=== TEKS YANG DITAMPILKAN ===

Jumat, Mei 08, 2009

Bermain Peran untuk Mengembangkan Kecerdasan Majemuk Siswa

Setahun yang lalu dalam sebuah acara bedah buku di Campus Centre ITB, Andrea Hirata mengemukakan keprihatinannya terhadap dunia pendidikan di Indonesia. Menurutnya ukuran kecerdasan bagi orang Indonesia adalah jika dia menguasai matematika atau IPA. Memang benar, tak jarang masih dijumpai guru yang dengan mudahnya menjustifikasi kemampuan siswa dengan mengatakan bahwa muridnya bodoh hanya karena muridnya tidak dapat menyelesaikan soal perhitungan sederhana tanpa melihat bahwa sebenarnya muridnya memiliki kemampuan lebih dalam mengolah kata.

Realita ini berbeda sekali dengan apa yang diperoleh Andrea ketika ia menuntut ilmu di Sorbonne University, Prancis. Cerdas tidaknya seseorang tidak hanya dinilai lewat penguasaan dua bidang studi itu, akan tetapi banyak kecerdasan lainnya yang patut untuk dihargai. Tak mengherankan, di sana seorang anak dapat berkembang sesuai dengan potensi, minat dan bakatnya. Entah itu dalam bidang ekonomi, musik, matematika, sastra, dan lain-lain.
Pada kenyataannya kita tidak bisa mengingkari bahwa banyak orang-orang yang sukses bukanlah seorang juara kelas di sekolahnya. Sebagai contoh, Gede Prama, seorang motivator mantan direktur beberapa perusahaan ternama. Ia mengakui bahwa dirinya bukan seorang yang berprestasi, tapi ia berhasil menggali potensi kecerdasannya dengan menulis yang membuat ia diakui sebagai motivator level internasional sampai sekarang. Begitupun dengan Thiery Henry, pesepakbola terkenal dari Prancis. Ia menyadari bahwa dirinya bukan orang yang pintar di sekolah, tetapi ia mampu mengetahui potensinya. Alhasil, ia lebih memilih untuk memaksimalkan kecerdasannya dalam olah tubuh.

=== DATA YANG DITAMPILKAN ===

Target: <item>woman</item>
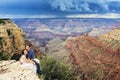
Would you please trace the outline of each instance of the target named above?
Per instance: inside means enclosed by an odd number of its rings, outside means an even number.
[[[27,54],[28,51],[24,49],[20,58],[21,67],[24,69],[30,69],[36,73],[36,65],[32,60],[27,59]]]

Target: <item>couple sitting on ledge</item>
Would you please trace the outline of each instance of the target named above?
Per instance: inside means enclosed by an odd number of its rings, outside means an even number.
[[[30,45],[27,45],[26,49],[22,51],[20,64],[23,69],[30,69],[34,73],[42,74],[39,60],[34,59],[34,51],[31,49]]]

===

# [LATIHAN 1]
Jawablah pertanyaan berikut berdasarkan artikel tentang kecerdasan majemuk:
(a) Di mana acara bedah buku tempat Andrea Hirata mengemukakan keprihatinannya diadakan?
(b) Di universitas mana Andrea menuntut ilmu?
(c) Siapa Thiery Henry menurut artikel itu?
# [LATIHAN 2]
Siapa saja orang yang disebut namanya dalam artikel tentang kecerdasan majemuk? Sebutkan semuanya.
# [LATIHAN 3]
Ubahlah bagian artikel tentang kecerdasan majemuk antara "Bermain Peran untuk" dan "dalam mengolah kata.", termasuk keduanya, dengan mengganti "guru" menjadi "pengajar".

# [JAWABAN LENGKAP 1]
(a) Di Campus Centre ITB.
(b) Di Sorbonne University, Prancis.
(c) Pesepakbola terkenal dari Prancis.

# [JAWABAN LENGKAP 2]
Andrea Hirata, Gede Prama, Thiery Henry

# [JAWABAN LENGKAP 3]
Bermain Peran untuk Mengembangkan Kecerdasan Majemuk Siswa

Setahun yang lalu dalam sebuah acara bedah buku di Campus Centre ITB, Andrea Hirata mengemukakan keprihatinannya terhadap dunia pendidikan di Indonesia. Menurutnya ukuran kecerdasan bagi orang Indonesia adalah jika dia menguasai matematika atau IPA. Memang benar, tak jarang masih dijumpai pengajar yang dengan mudahnya menjustifikasi kemampuan siswa dengan mengatakan bahwa muridnya bodoh hanya karena muridnya tidak dapat menyelesaikan soal perhitungan sederhana tanpa melihat bahwa sebenarnya muridnya memiliki kemampuan lebih dalam mengolah kata.